* _Exercise directions_: Could you retype every line of the data underneath without altering anything?

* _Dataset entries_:
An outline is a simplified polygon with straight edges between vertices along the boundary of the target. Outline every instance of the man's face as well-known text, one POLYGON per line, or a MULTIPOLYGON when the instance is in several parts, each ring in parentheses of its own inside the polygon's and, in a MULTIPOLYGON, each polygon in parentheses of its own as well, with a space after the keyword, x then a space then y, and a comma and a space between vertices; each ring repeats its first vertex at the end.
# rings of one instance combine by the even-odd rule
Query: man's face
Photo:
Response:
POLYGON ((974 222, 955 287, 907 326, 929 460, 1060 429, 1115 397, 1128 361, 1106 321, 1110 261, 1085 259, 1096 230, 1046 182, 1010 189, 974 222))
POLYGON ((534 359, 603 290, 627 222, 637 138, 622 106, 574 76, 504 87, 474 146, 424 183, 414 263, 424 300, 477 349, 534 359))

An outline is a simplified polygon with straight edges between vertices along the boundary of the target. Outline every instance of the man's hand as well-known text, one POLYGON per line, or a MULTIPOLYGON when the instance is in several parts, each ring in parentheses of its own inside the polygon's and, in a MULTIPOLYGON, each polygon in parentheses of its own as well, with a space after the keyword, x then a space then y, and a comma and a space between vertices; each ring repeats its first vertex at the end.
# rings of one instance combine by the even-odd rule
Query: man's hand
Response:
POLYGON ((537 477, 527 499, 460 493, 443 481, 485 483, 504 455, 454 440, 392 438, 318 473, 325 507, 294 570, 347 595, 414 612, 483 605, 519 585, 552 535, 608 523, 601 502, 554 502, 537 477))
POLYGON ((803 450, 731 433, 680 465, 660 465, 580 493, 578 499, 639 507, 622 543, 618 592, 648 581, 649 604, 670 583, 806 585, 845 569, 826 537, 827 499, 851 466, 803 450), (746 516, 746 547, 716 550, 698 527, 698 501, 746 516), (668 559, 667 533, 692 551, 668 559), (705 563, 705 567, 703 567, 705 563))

* _Output of the task_:
An outline is a simplified polygon with straight edges between vertices along the boundary of the target. Outline every instance of the man's face as well-known text, one POLYGON per line, or a MULTIPOLYGON when the instance is in several parts, each ring in parentheses of its own inside the polygon's and, in a MULTIPOLYGON, each polygon in parentheses of its own as well, with a space after the keyword, x then a space then y, and a comma and a space between vertices; each ring repeats its first vertex at the end.
# rings of one instance combine by the even-odd rule
Query: man's face
Photo:
Response:
POLYGON ((974 222, 955 287, 907 326, 929 460, 1060 429, 1115 397, 1128 361, 1106 321, 1110 261, 1085 259, 1096 230, 1046 182, 1010 189, 974 222))
POLYGON ((534 359, 603 290, 627 222, 637 138, 622 106, 574 76, 504 87, 474 146, 424 183, 414 263, 424 300, 477 349, 534 359))

An outline is a simplified polygon with straight edges between vertices along the boundary of the target. Outline every instance of the man's hand as well-known text, one POLYGON per line, or a MULTIPOLYGON when the instance is in several parts, each ring in parentheses of its own inside the polygon's and, in a MULTIPOLYGON, each polygon in parentheses of its own as well, with a space after the keyword, x then a space then y, and a comma and a space between vertices; each ring repeats its first vertex at the end.
# rings of one instance combine by the even-odd rule
Query: man's hand
Response:
POLYGON ((537 477, 527 499, 460 493, 443 481, 485 483, 504 455, 454 440, 392 438, 318 473, 325 507, 294 570, 347 595, 414 612, 483 605, 519 585, 552 535, 608 523, 601 502, 554 502, 537 477))
POLYGON ((803 450, 731 433, 680 465, 660 465, 580 493, 578 499, 639 507, 622 543, 618 592, 648 581, 649 604, 670 583, 806 585, 845 569, 826 537, 827 499, 851 466, 803 450), (746 516, 746 547, 716 550, 698 527, 698 501, 746 516), (668 559, 667 533, 692 551, 668 559), (705 563, 705 567, 703 567, 705 563))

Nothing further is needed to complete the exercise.